Problem -> Where the material below has a line containing "point(346, 19)", start repeating exactly, and keep going through the line containing "point(626, 447)", with no other lines.
------ Given records
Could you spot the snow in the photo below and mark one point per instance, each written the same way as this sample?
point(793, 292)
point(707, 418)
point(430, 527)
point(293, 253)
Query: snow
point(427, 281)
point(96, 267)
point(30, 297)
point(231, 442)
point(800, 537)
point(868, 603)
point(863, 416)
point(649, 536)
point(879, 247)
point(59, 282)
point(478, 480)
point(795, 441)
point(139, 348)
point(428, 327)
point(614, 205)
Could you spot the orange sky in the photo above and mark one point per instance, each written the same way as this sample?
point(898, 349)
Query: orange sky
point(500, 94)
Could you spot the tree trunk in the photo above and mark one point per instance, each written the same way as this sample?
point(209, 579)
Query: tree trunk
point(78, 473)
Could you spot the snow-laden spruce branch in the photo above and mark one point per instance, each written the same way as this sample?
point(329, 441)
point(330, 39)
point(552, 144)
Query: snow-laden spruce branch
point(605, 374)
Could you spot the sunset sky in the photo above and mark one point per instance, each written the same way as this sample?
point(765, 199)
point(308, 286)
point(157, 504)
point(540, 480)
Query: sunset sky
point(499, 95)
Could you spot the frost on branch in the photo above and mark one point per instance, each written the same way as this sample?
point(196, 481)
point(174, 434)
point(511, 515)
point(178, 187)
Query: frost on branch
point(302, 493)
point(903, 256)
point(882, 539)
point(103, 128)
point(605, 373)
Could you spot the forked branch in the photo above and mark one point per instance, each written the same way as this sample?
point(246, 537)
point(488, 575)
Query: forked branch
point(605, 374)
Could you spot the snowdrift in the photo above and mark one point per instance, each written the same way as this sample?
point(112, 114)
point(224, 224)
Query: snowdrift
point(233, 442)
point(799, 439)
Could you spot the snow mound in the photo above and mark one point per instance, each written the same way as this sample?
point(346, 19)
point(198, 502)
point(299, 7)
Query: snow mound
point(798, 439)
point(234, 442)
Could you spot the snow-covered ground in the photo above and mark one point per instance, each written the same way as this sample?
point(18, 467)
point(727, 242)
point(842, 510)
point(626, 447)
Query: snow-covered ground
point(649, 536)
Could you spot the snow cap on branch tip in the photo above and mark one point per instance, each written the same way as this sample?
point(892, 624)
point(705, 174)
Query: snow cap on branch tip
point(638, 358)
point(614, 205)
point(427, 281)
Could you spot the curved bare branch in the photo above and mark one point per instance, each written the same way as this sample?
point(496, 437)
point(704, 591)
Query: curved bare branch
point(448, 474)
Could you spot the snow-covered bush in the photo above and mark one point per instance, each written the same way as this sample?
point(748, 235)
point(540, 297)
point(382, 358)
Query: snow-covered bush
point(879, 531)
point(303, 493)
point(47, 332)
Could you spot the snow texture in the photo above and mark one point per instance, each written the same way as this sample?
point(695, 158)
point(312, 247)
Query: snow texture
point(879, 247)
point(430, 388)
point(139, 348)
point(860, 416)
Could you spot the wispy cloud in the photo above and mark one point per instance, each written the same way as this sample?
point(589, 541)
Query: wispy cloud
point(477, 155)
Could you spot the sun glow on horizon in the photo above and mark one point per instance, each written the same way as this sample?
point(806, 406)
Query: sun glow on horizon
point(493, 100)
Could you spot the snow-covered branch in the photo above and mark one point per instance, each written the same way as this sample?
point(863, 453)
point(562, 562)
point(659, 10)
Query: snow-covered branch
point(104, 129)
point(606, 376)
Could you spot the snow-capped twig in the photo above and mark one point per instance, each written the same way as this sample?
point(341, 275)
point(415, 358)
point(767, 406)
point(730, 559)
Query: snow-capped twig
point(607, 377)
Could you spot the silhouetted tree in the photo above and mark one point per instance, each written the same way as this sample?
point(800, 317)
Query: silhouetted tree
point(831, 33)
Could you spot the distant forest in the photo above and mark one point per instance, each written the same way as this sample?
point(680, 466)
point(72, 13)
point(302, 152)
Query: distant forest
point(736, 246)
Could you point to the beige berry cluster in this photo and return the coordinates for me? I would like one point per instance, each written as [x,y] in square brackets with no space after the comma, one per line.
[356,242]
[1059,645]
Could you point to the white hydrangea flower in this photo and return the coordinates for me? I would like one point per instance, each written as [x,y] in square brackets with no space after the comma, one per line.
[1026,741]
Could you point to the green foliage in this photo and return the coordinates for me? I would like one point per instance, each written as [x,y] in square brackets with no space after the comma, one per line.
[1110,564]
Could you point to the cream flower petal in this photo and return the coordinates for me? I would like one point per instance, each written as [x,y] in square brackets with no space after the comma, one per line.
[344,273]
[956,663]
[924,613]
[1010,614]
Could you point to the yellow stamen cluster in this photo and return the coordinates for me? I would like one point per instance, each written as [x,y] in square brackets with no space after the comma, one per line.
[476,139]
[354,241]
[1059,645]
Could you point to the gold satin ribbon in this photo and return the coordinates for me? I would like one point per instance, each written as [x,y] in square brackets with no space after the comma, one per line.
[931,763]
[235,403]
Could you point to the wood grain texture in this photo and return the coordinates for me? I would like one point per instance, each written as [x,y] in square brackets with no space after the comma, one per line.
------------
Answer space ->
point(346, 19)
point(198, 502)
point(299, 7)
Query: snow mound
point(798, 439)
point(234, 442)
Could you spot the snow-covered ground in the photo above and mark one point per instance, each written the same way as this sample?
point(18, 467)
point(727, 242)
point(842, 510)
point(626, 447)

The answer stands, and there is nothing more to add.